## Source passage
=====
A start point is Fick's law of diffusion

$$j=-D\frac{dn}{dx}$$ where $D$ $(\frac{m^2}{s})$ is diffusivity of water vapor in air , $n$ $(\frac{1}{m^3})$ is concentration of water vapor in air and $x$- axis lies in the center of the capillary. Using ideal gas law $p=nkT$

$$j=-\frac{D}{kT}\frac{dp}{dx}$$ If we multiply the last eq. with $m_0$(mass of water molecule) then

$$\frac{dm}{Sdt}=-\frac{D\mu}{RT}\frac{dp}{dx}$$ where $\mu$ is the molar mass, $R$ is the universal gas constant, $S$ is cross-sectional area of the capillary.
=====
## Supplied information
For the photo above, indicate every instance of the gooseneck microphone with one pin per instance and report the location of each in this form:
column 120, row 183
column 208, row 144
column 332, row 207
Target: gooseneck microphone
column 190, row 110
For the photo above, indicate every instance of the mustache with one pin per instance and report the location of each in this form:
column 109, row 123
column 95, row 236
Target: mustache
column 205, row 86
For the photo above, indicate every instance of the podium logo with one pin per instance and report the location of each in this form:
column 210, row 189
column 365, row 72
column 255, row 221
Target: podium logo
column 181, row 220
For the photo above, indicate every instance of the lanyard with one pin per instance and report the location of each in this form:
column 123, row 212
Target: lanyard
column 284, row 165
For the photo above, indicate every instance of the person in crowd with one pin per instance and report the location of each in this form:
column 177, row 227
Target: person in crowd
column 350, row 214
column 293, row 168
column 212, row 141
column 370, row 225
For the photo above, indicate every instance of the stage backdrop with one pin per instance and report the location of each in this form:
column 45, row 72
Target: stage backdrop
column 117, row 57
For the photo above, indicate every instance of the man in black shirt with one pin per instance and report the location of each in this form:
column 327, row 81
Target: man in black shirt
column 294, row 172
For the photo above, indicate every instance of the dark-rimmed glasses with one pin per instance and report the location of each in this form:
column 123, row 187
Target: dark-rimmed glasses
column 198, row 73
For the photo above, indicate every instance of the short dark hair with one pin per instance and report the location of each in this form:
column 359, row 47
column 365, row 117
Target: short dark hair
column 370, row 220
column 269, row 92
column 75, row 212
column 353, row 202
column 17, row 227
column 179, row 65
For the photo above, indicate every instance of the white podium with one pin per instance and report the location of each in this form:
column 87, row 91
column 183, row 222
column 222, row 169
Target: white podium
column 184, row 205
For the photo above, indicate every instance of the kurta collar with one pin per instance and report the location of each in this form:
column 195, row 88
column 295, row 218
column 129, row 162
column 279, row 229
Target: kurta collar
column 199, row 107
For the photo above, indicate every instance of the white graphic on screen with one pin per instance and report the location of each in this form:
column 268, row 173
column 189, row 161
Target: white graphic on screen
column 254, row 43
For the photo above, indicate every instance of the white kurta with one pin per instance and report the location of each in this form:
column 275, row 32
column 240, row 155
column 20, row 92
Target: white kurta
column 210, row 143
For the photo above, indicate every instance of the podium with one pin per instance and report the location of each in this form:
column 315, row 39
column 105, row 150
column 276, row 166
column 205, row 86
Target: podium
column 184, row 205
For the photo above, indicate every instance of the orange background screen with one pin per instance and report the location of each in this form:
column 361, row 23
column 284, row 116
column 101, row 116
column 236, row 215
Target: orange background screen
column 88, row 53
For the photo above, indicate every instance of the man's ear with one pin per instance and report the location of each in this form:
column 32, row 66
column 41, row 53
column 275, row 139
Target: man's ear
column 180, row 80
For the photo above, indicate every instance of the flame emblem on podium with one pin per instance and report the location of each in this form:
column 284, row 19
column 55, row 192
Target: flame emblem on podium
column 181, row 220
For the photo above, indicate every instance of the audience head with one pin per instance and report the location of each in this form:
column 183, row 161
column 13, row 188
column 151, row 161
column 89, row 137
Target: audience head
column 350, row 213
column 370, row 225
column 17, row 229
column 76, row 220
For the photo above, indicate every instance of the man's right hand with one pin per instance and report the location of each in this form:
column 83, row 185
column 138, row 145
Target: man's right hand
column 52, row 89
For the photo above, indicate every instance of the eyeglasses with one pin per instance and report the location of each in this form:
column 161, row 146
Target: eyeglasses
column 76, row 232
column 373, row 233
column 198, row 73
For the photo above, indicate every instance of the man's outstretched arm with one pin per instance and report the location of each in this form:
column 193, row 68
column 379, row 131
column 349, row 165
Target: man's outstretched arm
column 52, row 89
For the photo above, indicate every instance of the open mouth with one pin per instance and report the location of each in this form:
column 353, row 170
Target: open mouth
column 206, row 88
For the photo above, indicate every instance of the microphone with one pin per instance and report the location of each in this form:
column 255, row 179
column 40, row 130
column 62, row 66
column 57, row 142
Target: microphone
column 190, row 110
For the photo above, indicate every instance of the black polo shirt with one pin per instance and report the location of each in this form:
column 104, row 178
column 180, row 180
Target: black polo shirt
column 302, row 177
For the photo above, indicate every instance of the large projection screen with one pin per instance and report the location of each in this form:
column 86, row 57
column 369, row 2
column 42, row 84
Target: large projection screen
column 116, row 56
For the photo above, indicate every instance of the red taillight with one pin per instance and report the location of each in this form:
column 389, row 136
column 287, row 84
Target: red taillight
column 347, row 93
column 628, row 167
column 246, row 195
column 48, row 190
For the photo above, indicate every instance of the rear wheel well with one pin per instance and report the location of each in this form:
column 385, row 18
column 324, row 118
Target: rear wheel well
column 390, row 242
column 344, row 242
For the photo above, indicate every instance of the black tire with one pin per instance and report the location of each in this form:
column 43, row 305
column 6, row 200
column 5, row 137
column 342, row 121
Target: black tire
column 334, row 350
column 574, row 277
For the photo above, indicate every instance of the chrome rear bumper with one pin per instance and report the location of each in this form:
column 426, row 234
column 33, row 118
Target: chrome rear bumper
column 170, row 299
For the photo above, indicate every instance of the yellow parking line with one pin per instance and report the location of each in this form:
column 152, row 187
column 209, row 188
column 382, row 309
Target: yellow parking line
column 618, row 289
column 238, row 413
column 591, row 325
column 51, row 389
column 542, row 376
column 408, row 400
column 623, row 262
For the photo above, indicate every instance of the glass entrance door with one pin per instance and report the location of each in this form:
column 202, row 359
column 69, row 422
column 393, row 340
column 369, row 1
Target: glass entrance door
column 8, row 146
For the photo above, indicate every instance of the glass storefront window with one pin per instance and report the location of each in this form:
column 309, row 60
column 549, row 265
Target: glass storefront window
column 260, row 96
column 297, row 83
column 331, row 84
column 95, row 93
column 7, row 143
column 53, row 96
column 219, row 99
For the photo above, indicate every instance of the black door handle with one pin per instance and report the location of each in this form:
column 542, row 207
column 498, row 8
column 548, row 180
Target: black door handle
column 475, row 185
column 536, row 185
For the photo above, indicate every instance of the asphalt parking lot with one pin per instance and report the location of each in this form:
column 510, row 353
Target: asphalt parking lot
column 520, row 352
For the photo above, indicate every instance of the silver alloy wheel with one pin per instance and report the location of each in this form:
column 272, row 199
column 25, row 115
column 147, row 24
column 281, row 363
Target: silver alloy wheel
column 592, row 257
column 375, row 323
=====
## To be done
1. From the diffusion derivation, list each symbol that is explicitly identified as a physical quantity, together with the quantity the text assigns to it.
2. Output the portion of the diffusion derivation that begins at the words "A start point" and ends after the words "area of the capillary.", reproducing it verbatim.

## Answer list
1.
- $D$: diffusivity of water vapor in air (in $\frac{m^2}{s}$)
- $n$: concentration of water vapor in air (in $\frac{1}{m^3}$)
- $m_0$: mass of water molecule
- $\mu$: the molar mass
- $R$: the universal gas constant
- $S$: cross-sectional area of the capillary

2.
A start point is Fick's law of diffusion

$$j=-D\frac{dn}{dx}$$ where $D$ $(\frac{m^2}{s})$ is diffusivity of water vapor in air , $n$ $(\frac{1}{m^3})$ is concentration of water vapor in air and $x$- axis lies in the center of the capillary. Using ideal gas law $p=nkT$

$$j=-\frac{D}{kT}\frac{dp}{dx}$$ If we multiply the last eq. with $m_0$(mass of water molecule) then

$$\frac{dm}{Sdt}=-\frac{D\mu}{RT}\frac{dp}{dx}$$ where $\mu$ is the molar mass, $R$ is the universal gas constant, $S$ is cross-sectional area of the capillary.